== Extract to read ==

Segment Open

The concept of developing ‘synthetic’ microdata populations has been around for close to twenty years. Synthetic microdata populations are created via a combination of aggregated data and Public Use Microdata Samples (PUMS) — both from the U.S. Census Bureau’s American Community Survey (ACS) — to generate a complete set of households and persons for a particular area. In RTI’s 2005-2009 U.S. Synthetic Population, we locate each synthetic household across the landscape to match high-resolution population distributions while also putting the correct mix of households in each census block group by householder age, householder race, household size, and household income to match census characteristics. So these synthetic populations are explicitly geospatial.
We’ve been working on the development of these synthetic populations as part of the Models of Infectious Disease Agent Study (MIDAS) for several years (www.epimodels.org). In that time, we’ve built two complete U.S. synthetic population databases—one based on 2000 decennial census data and the second based on the 2005-2009 (ACS). The cool thing about synthetic populations is that they provide an accurate representation of a complete population at the household and person level (i.e., NOT aggregated to some level of geography like census block group or census tract) AND they are completely de-identified so they can be used without disclosure issues.

Segment Closed

== Provided material ==
Segment Open

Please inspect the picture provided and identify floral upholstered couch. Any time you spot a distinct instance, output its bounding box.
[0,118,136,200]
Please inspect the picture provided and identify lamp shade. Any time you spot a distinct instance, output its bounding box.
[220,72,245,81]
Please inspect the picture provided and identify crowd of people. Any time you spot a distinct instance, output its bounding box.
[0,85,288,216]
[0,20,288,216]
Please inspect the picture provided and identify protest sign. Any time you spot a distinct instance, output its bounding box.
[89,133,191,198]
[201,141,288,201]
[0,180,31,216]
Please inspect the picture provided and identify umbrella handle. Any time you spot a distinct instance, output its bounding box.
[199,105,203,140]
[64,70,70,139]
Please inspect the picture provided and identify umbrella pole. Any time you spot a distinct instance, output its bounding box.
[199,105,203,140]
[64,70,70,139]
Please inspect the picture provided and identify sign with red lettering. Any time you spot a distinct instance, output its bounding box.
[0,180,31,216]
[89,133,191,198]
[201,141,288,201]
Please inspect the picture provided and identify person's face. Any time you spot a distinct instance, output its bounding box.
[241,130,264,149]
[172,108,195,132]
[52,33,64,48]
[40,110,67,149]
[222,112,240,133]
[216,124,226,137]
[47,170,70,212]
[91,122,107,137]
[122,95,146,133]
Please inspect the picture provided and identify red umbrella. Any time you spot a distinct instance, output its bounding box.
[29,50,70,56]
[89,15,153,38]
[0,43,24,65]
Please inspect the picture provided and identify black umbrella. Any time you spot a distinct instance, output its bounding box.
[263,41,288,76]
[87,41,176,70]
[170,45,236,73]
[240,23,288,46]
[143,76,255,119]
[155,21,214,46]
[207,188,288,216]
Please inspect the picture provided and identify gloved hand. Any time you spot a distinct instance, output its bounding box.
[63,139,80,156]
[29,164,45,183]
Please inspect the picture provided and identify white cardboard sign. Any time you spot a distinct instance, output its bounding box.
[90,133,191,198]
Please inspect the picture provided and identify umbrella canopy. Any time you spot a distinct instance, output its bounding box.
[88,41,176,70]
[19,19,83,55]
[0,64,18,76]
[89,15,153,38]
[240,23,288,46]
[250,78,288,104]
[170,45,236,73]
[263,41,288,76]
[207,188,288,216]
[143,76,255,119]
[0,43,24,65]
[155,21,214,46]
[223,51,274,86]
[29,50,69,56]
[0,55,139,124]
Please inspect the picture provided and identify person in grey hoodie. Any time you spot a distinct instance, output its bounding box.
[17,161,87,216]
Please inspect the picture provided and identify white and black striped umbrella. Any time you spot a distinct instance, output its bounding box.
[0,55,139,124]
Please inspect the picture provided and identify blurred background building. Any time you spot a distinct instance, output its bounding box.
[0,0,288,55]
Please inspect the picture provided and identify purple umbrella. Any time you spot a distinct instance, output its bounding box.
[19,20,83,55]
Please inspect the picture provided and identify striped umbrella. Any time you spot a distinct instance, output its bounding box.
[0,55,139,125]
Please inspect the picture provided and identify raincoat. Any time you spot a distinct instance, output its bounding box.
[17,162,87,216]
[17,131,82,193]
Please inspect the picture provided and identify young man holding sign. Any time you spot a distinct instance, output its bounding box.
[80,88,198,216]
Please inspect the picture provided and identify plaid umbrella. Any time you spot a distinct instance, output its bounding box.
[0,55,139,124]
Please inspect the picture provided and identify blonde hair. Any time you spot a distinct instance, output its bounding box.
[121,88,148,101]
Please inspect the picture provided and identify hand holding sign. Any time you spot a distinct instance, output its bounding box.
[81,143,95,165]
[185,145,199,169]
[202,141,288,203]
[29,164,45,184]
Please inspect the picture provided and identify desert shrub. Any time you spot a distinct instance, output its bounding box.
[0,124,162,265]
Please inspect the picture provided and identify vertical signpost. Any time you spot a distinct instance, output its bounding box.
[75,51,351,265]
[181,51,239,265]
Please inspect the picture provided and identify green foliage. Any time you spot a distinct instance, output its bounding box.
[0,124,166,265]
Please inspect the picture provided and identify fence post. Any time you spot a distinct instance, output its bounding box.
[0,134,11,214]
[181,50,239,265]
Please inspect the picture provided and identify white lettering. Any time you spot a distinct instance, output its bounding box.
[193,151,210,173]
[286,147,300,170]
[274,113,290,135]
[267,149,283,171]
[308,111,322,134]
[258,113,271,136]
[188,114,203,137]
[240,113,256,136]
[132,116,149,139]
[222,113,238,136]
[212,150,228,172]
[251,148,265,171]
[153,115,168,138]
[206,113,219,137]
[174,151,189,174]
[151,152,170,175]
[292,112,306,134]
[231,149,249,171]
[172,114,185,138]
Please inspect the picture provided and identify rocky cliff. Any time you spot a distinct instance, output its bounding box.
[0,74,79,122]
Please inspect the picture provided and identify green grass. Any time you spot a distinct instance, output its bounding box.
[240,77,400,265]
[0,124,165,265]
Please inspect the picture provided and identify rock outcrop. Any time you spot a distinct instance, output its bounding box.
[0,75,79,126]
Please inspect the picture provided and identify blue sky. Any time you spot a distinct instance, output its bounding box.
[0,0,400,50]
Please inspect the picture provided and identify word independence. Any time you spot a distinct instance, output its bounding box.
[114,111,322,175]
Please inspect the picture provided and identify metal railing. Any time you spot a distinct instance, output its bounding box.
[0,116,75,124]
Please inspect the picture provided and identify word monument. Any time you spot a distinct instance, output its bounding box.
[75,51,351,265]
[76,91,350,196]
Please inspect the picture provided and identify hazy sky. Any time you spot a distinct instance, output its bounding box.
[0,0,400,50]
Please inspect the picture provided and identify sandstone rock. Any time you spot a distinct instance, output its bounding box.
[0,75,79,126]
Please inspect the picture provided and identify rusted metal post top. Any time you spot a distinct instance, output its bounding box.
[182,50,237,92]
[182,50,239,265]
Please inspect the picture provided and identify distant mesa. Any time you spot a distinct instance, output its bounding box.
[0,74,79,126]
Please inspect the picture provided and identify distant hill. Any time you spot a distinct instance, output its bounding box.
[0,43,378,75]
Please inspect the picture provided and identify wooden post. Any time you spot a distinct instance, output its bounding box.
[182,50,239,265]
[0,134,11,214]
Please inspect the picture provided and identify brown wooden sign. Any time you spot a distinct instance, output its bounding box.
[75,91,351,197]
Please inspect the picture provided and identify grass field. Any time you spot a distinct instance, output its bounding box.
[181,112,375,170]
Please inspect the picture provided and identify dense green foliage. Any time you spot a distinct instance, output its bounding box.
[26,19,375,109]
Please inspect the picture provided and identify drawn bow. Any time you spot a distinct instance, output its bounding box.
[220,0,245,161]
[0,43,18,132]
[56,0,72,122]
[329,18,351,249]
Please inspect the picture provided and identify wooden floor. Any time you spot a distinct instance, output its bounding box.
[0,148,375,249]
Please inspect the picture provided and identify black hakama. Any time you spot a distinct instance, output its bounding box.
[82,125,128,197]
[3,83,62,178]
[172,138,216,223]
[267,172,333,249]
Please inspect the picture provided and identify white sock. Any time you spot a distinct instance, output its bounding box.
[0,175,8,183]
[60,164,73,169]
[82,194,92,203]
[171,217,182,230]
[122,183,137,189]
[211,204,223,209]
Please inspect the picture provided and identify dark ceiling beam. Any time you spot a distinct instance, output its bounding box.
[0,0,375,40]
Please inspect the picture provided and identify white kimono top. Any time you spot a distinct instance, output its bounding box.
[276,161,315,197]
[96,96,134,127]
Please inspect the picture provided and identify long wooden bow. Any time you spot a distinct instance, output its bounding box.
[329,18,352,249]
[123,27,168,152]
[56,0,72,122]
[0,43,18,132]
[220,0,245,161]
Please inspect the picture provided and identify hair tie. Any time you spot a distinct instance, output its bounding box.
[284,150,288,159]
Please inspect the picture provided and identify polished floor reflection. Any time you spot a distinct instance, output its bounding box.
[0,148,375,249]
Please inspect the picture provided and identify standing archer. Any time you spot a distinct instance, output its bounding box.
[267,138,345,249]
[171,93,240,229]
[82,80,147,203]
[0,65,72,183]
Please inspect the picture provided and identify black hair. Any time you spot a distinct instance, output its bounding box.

Segment Closed

== How to complete this task ==
In the text on synthetic populations, which characteristics set the mix of households placed in each census block group?

== Output of the task ==
Householder age, householder race, household size, and household income.